* **Ziel der Übung**: Führe den Text über Kunst und die Bio-Stiftung weiter, anschließend an seinen letzten Satz.

* **Übungstext**:
==========

Mit Kunst die Resilienzkräfte stärken
von Mathias Forster, Christopher Schümann & Johannes Stüttgen
Bei der Gründung der Bio-Stiftung 1987 wurde der Schweizer Künstler Werner Andreas Petraschke vom Gründer Dr. Rainer Bächi gebeten, ein Bild zur Stiftungsgründung zu malen. Von diesem Bild wurden hochwertige Kopien auf die Bio-Zertifikate der zumeist in Entwicklungsländern liegenden Landwirtschaftsbetriebe gedruckt. Diese Bauern konnten durch das Engagement der Bio-Stiftung bio-zertifiziert werden und erhielten so Zugang zu den Märkten in Europa und Nordamerika.
Die Kunst ist also seit der Gründung der Bio-Stiftung als wichtiges Element mit dabei. Sie sollte aber auch auf die Höfe kommen und Bäuerinnen und Bauern bei ihrer Arbeit inspirieren. Und zwar unabhängig von deren finanziellen Möglichkeiten. Das war die Idee von Rainer Bächi, die er auch in die Tat umsetzte.
Kunst kann inspirieren, weil sie nie mit dem Gewordenen zufrieden ist. Der Künstler oder die Künstlerin nehmen das Gegebene und bringen es in eine andere, in eine neue Form und auch in einen anderen, in einen neuen Sinnzusammenhang, in eine Ganzheit und Stimmigkeit hinein. Es ist ein ewiges Finden von neuen Ideen, neuen Formen und Beziehungen, neuen Qualitäten und Bewusstseinszuständen. Kunst fordert die schöpferischen Kräfte des Menschen heraus, befriedigt sie auch und ist gleichzeitig von ihnen abhängig. Denn die Kunst wäre nicht da ohne die Fantasie des Menschen.
Für viele Menschen ist die Kunst ein «nice to have». Für uns ist Kunst mehr, viel mehr. Wir verstehen uns selber auch als Künstler im Sinne des erweiterten Kunstbegriffs von Joseph Beuys, der ja bekanntlich äusserte, dass jeder Mensch ein Künstler ist. An diesem Punkt hat die Kunst selber einen Entwicklungsschritt getan, hinaus aus den klassischen Disziplinen wie Malerei, Musik, Architektur, Tanz und so weiter, hinein ins soziale Feld, in dem wir alle miteinander verbunden sind. So prägte Joseph Beuys, dessen Geburtstag sich in diesem Jahr zum 100. mal jährt, auch den Begriff der Sozialen Plastik. Er schärfte das Bewusstsein dafür, die soziale Sphäre als einen «Rohstoff» zu betrachten, den es gemeinsam zu bearbeiten gilt, damit das Kunstwerk des guten Zusammenlebens für alles, was lebt, in die Wirklichkeit gebracht werden kann. Und die Kunst ist damit auch in die Verantwortung von jedem einzelnen Menschen gelegt worden.

==========

Gesammelte Dateneinträge
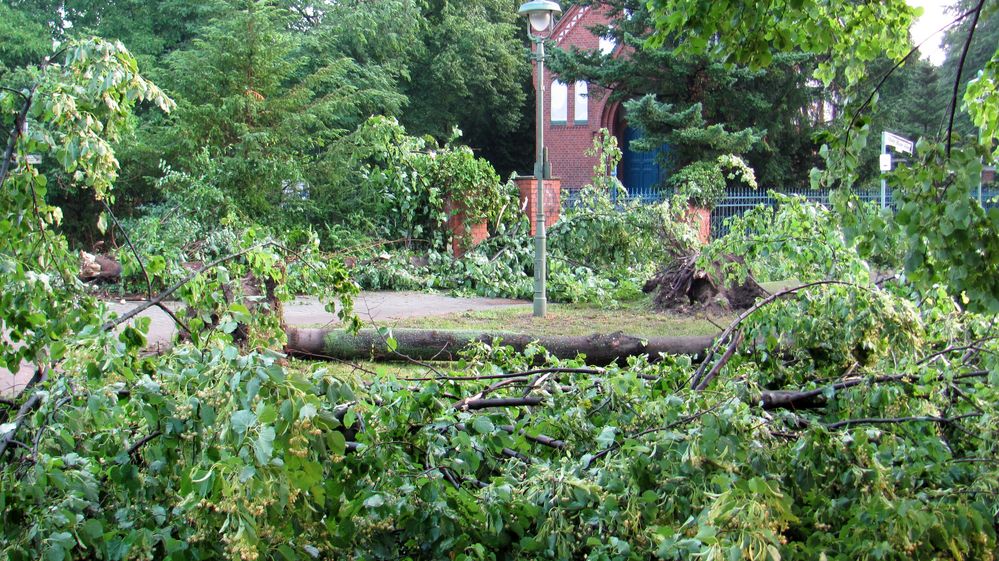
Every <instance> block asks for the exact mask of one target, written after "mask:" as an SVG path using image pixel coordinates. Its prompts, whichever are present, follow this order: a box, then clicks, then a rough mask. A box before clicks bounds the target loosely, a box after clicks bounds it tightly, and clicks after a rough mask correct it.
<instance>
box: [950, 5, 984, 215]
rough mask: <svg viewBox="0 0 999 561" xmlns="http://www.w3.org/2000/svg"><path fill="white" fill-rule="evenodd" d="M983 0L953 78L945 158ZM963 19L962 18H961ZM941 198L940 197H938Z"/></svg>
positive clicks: (976, 14)
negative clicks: (962, 82)
mask: <svg viewBox="0 0 999 561" xmlns="http://www.w3.org/2000/svg"><path fill="white" fill-rule="evenodd" d="M984 6H985V0H979V1H978V5H977V6H975V8H974V9H972V10H971V12H972V13H974V14H975V16H974V18H973V19H972V20H971V28H970V29H968V38H967V39H966V40H965V41H964V48H963V49H961V59H960V60H959V61H958V63H957V76H955V77H954V91H953V93H952V94H951V98H950V122H949V123H948V124H947V157H948V158H949V157H950V149H951V145H952V143H953V136H954V115H955V113H957V95H958V93H959V92H960V90H961V74H962V73H963V72H964V62H965V60H966V59H967V58H968V50H969V49H970V48H971V40H972V39H973V38H974V37H975V28H976V27H978V18H979V17H981V15H982V8H983V7H984ZM962 17H964V16H962ZM940 198H941V199H942V198H943V197H942V196H941V197H940Z"/></svg>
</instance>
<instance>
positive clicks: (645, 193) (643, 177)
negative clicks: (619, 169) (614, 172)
mask: <svg viewBox="0 0 999 561" xmlns="http://www.w3.org/2000/svg"><path fill="white" fill-rule="evenodd" d="M640 136H641V134H640V133H639V132H638V130H637V129H635V128H632V127H627V128H626V129H625V130H624V145H623V146H622V147H621V166H620V173H618V179H620V180H621V183H623V184H624V188H625V189H627V190H628V195H630V196H631V197H634V198H638V197H640V198H641V199H642V200H643V201H645V202H654V201H658V200H659V199H660V195H659V184H660V182H661V180H662V179H663V177H664V174H663V170H662V166H660V165H659V161H658V160H657V157H658V156H659V154H663V153H665V151H666V147H665V146H663V147H662V148H660V149H659V150H658V151H655V152H639V151H637V150H632V149H631V141H632V140H635V139H637V138H639V137H640Z"/></svg>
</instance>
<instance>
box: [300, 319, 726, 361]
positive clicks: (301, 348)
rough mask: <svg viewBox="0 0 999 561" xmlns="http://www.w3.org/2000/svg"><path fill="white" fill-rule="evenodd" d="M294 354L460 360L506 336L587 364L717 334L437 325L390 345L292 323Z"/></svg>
mask: <svg viewBox="0 0 999 561" xmlns="http://www.w3.org/2000/svg"><path fill="white" fill-rule="evenodd" d="M287 333H288V346H287V350H288V353H289V354H292V355H296V356H301V357H311V358H327V359H336V360H366V359H372V360H381V361H402V360H410V359H412V360H421V361H427V360H439V361H452V360H457V358H458V353H459V352H460V351H461V350H462V349H464V348H466V347H467V346H468V345H469V344H471V343H474V342H483V343H492V342H493V340H494V339H502V340H503V343H502V344H503V345H508V346H511V347H513V348H514V349H515V350H516V351H517V352H523V350H524V349H525V348H526V347H527V346H528V345H529V344H531V343H532V342H535V341H537V342H538V344H540V345H541V346H543V347H544V348H545V349H547V350H548V352H550V353H551V354H552V355H554V356H556V357H558V358H561V359H567V358H575V357H576V355H578V354H580V353H582V354H585V355H586V362H587V364H596V365H602V364H611V363H614V362H617V361H619V360H623V359H625V358H627V357H629V356H637V355H643V354H647V355H649V356H652V357H654V356H655V355H657V354H659V353H666V354H673V355H692V356H695V357H703V356H704V353H705V351H706V350H707V349H708V348H709V347H710V346H711V343H712V341H713V339H714V337H713V336H703V337H650V338H648V339H641V338H638V337H632V336H629V335H623V334H621V333H615V334H612V335H585V336H576V337H570V336H541V337H539V336H535V335H523V334H520V333H505V332H484V331H444V330H434V329H395V330H393V331H392V337H393V338H394V339H395V341H396V343H397V347H396V349H395V350H391V349H389V346H388V344H387V343H386V341H385V338H384V337H383V336H382V335H381V334H379V333H378V331H377V330H374V329H362V330H361V331H360V332H359V333H358V334H357V335H351V334H350V333H348V332H346V331H345V330H343V329H298V328H289V329H288V330H287Z"/></svg>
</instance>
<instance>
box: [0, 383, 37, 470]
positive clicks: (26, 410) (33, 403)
mask: <svg viewBox="0 0 999 561" xmlns="http://www.w3.org/2000/svg"><path fill="white" fill-rule="evenodd" d="M42 401H44V398H43V397H42V394H41V393H39V392H35V393H34V394H33V395H32V396H31V397H30V398H28V401H25V402H24V404H23V405H21V409H19V410H18V412H17V417H15V418H14V428H13V429H12V430H11V431H10V432H8V433H7V434H6V435H4V437H3V438H0V459H2V458H3V455H4V452H6V451H7V448H8V447H9V446H10V445H11V444H13V443H14V441H15V438H16V437H17V432H18V431H19V430H21V427H22V426H23V425H24V422H25V420H26V419H27V418H28V415H30V414H31V412H32V411H34V410H35V409H37V408H38V407H39V406H40V405H41V404H42Z"/></svg>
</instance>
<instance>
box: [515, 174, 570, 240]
mask: <svg viewBox="0 0 999 561" xmlns="http://www.w3.org/2000/svg"><path fill="white" fill-rule="evenodd" d="M513 181H514V183H516V184H517V189H519V190H520V210H522V211H524V212H526V213H527V218H528V219H530V221H531V235H532V236H533V235H534V234H535V233H537V229H538V225H537V222H538V221H537V212H538V211H537V208H538V205H537V200H538V180H537V179H535V178H534V177H533V176H527V177H517V178H516V179H514V180H513ZM544 190H545V210H544V212H545V230H547V229H548V228H550V227H551V226H552V224H554V223H555V222H557V221H558V218H559V215H560V212H561V210H562V180H561V179H559V178H557V177H556V178H552V179H546V180H545V181H544Z"/></svg>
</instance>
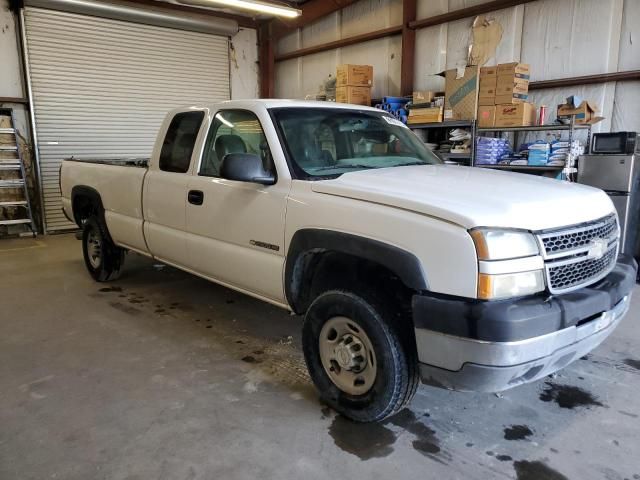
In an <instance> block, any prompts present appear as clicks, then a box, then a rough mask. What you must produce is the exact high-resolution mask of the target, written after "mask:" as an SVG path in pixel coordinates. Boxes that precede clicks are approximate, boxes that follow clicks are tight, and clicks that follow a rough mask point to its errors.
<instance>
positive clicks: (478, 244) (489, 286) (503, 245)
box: [470, 228, 545, 300]
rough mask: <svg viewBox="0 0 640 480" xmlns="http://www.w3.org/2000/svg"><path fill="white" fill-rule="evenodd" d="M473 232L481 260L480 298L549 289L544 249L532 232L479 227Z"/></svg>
mask: <svg viewBox="0 0 640 480" xmlns="http://www.w3.org/2000/svg"><path fill="white" fill-rule="evenodd" d="M470 233H471V237H472V238H473V243H475V246H476V252H477V254H478V260H479V262H480V264H479V266H480V273H479V275H478V298H480V299H482V300H496V299H500V298H509V297H520V296H523V295H531V294H533V293H538V292H541V291H543V290H544V289H545V282H544V274H543V270H542V269H541V268H542V260H541V259H540V257H538V255H540V250H539V248H538V243H537V242H536V239H535V237H534V236H533V235H531V234H530V233H529V232H525V231H518V230H501V229H490V228H476V229H474V230H471V232H470ZM532 257H536V258H537V259H538V260H539V261H540V265H539V266H538V265H537V264H536V262H535V258H532ZM487 266H491V268H490V269H489V270H487ZM534 268H535V270H534ZM488 272H490V273H488Z"/></svg>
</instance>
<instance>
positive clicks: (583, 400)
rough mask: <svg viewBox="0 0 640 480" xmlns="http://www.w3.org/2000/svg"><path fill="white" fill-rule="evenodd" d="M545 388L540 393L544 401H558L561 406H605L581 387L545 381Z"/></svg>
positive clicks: (541, 398)
mask: <svg viewBox="0 0 640 480" xmlns="http://www.w3.org/2000/svg"><path fill="white" fill-rule="evenodd" d="M545 385H546V386H545V388H544V390H543V391H542V392H541V393H540V400H542V401H543V402H556V403H557V404H558V406H559V407H560V408H568V409H574V408H576V407H592V406H597V407H603V406H604V405H603V404H602V403H601V402H599V401H598V400H597V399H596V397H594V396H593V395H592V394H591V393H589V392H587V391H586V390H583V389H582V388H579V387H574V386H572V385H560V384H556V383H551V382H545Z"/></svg>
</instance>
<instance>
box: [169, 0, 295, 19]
mask: <svg viewBox="0 0 640 480" xmlns="http://www.w3.org/2000/svg"><path fill="white" fill-rule="evenodd" d="M177 3H182V4H187V5H193V6H196V5H198V6H201V7H213V6H221V7H230V8H237V9H240V10H248V11H250V12H259V13H266V14H267V15H276V16H279V17H288V18H295V17H299V16H300V15H302V10H298V9H297V8H291V7H287V6H285V5H276V4H274V3H268V2H261V1H259V0H178V2H177Z"/></svg>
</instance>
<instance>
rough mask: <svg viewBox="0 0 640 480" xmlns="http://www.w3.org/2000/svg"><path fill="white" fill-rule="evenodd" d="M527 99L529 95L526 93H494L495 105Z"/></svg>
mask: <svg viewBox="0 0 640 480" xmlns="http://www.w3.org/2000/svg"><path fill="white" fill-rule="evenodd" d="M527 100H529V95H528V94H526V93H512V94H510V95H496V98H495V101H496V105H504V104H507V103H511V104H516V103H525V102H526V101H527Z"/></svg>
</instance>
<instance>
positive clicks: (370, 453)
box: [329, 415, 397, 460]
mask: <svg viewBox="0 0 640 480" xmlns="http://www.w3.org/2000/svg"><path fill="white" fill-rule="evenodd" d="M329 435H331V437H332V438H333V441H334V443H335V444H336V446H337V447H338V448H340V449H341V450H343V451H345V452H347V453H351V454H352V455H355V456H357V457H358V458H359V459H360V460H370V459H372V458H381V457H386V456H387V455H390V454H391V453H393V444H394V443H395V441H396V439H397V435H396V434H395V433H394V432H393V430H391V429H389V428H387V427H385V426H384V425H383V424H381V423H354V422H352V421H350V420H347V419H346V418H344V417H342V416H340V415H337V416H336V417H335V418H334V419H333V422H332V423H331V426H330V427H329Z"/></svg>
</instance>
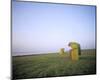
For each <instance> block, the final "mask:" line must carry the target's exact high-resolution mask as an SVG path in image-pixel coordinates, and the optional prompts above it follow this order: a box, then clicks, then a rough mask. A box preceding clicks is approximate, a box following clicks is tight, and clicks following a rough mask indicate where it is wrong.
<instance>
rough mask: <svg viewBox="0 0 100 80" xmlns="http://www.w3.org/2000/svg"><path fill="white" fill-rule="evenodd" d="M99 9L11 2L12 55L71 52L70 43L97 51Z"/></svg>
mask: <svg viewBox="0 0 100 80" xmlns="http://www.w3.org/2000/svg"><path fill="white" fill-rule="evenodd" d="M95 15H96V7H95V6H83V5H68V4H51V3H36V2H15V1H13V2H12V53H13V55H21V54H27V55H28V54H29V53H31V54H38V53H51V52H58V51H59V50H60V48H65V51H68V50H69V49H70V48H69V47H68V43H69V42H78V43H79V44H80V45H81V48H82V49H95V41H96V40H95V35H96V34H95V33H96V32H95V31H96V30H95V29H96V26H95V25H96V22H95V21H96V20H95Z"/></svg>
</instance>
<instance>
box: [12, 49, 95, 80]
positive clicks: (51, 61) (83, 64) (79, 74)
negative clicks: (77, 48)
mask: <svg viewBox="0 0 100 80" xmlns="http://www.w3.org/2000/svg"><path fill="white" fill-rule="evenodd" d="M81 52H82V55H81V56H80V57H79V60H78V61H72V60H71V59H70V57H69V55H68V54H66V55H65V56H60V55H59V54H58V53H54V54H53V53H52V54H42V55H31V56H17V57H12V64H13V65H12V71H13V78H14V79H23V78H24V79H26V78H40V77H54V76H71V75H86V74H96V55H95V50H83V51H81Z"/></svg>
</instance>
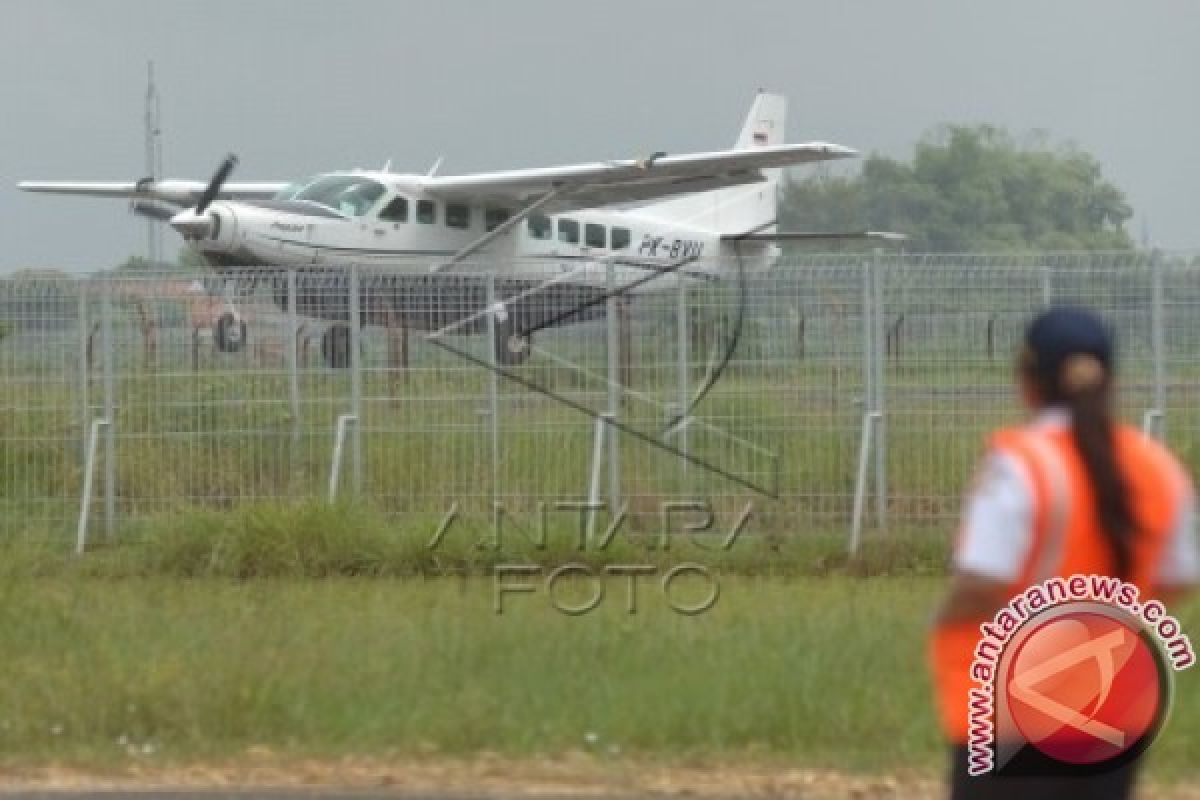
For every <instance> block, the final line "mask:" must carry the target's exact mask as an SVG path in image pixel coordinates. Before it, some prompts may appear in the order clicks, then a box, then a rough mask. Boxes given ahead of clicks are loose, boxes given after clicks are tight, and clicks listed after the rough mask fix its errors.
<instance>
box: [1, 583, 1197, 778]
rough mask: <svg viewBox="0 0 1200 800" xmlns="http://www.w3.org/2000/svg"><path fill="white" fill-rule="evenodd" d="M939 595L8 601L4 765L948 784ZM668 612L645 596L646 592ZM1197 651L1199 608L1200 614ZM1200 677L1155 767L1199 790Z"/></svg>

==========

* **Antwort zur Aufgabe**:
Wir verstehen uns also in diesem Sinne auch als Künstler, denn auch wir arbeiten im sozialen Feld, aber auch an und mit den Realitäten, dem Gegebenen und bringen dieses mit Idealischem zusammen. In dieser Begegnung entsteht Neues. Und wir brauchen jeden Tag unser kreatives schöpferisches Potenzial, um an den aktuellen Entwicklungen in der konventionellen Landwirtschaft, aber auch in Bezug auf den Zustand unseres Planeten nicht zu verzweifeln. Wir arbeiten geistesgegenwärtig mit der Spannung zwischen Realität und Ideal und erleben das als einen künstlerischen Akt.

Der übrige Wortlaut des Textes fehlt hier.